Text shown:
--- --- ---
You could forgive special counsel John Durham for being a bit defensive in the final report recapping his years-long criminal probe of the investigation into Russia’s interference in the 2016 election and whether Donald Trump played a role.
Tasked with investigating the investigators, Durham secured just one conviction in his three prosecutions — a guilty plea resulting in probation, in a case he was effectively handed by someone else. The two other cases resulted in unanimous jury acquittals.
Despite Republican claims to the contrary, Durham’s investigation didn’t really move the needle on proving what the man who appointed him, Attorney General William P. Barr, suggested was a deliberate effort to “sabotage” Trump’s presidency. It instead rehashed much of what we already knew, and it pointed more toward “confirmation bias” by federal law enforcement than political malfeasance.
But some of the ways Durham explains those shortcomings cause prosecutorial ethics experts to blanch.
Somewhat akin to Trump and his allies, who have increasingly attacked the legal system, Durham points a finger at juries.
Early in his report, Durham seems to suggest his probe didn’t yield more significant prosecutions and convictions because it’s difficult to find juries unbiased enough.
--- --- ---
Recorded information:
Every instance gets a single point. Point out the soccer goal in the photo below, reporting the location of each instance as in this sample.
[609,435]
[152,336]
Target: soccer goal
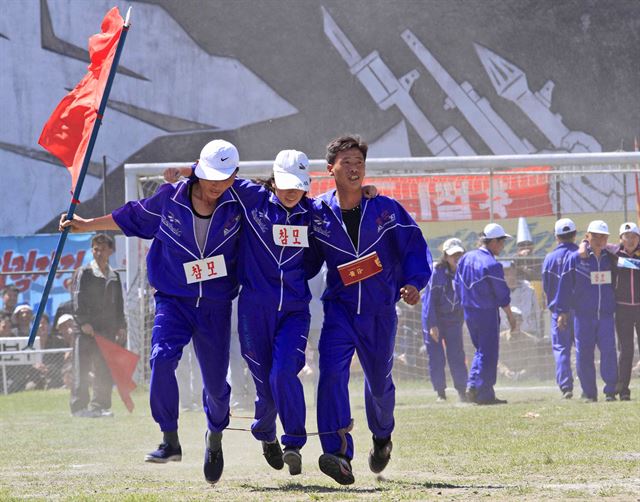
--- --- ---
Problems and tasks:
(1) Answer these about the article on John Durham's final report:
(a) How many prosecutions did Durham bring, and how many convictions did he secure?
(b) Who appointed Durham?
(c) At whom does Durham point a finger?
(2) Carry on with the article on John Durham's final report, picking up after its last sentence.

Replies:
(1)
(a) Three prosecutions and one conviction.
(b) Attorney General William P. Barr.
(c) Juries.

(2)
“There are also reasons why, in examining politically-charged and high-profile issues such as these, the Office must exercise — and has exercised — special care,” Durham writes. “First, juries can bring strongly held views to the courtroom in criminal trials involving political subject matters, and those views can, in turn, affect the likelihood of obtaining a conviction, separate and apart from the strength of the actual evidence and despite a court’s best efforts to empanel a fair and impartial jury.”
As Politico’s Kyle Cheney noted, this flies in the face of how the Justice Department generally talks about prosecutorial decisions. It could certainly be read as Durham blaming jurors’ “strongly held” political views for his poor record in securing convictions and, perhaps by extension, for his decision not to seek to bring additional cases.
Barr offered similar comments last year while explaining the lack of convictions in the Durham probe.
Rebecca Roiphe, a former prosecutor who teaches legal ethics at New York Law School, acknowledged that the views of a potential jury can have an impact on a prosecutor’s decision on whether to bring charges.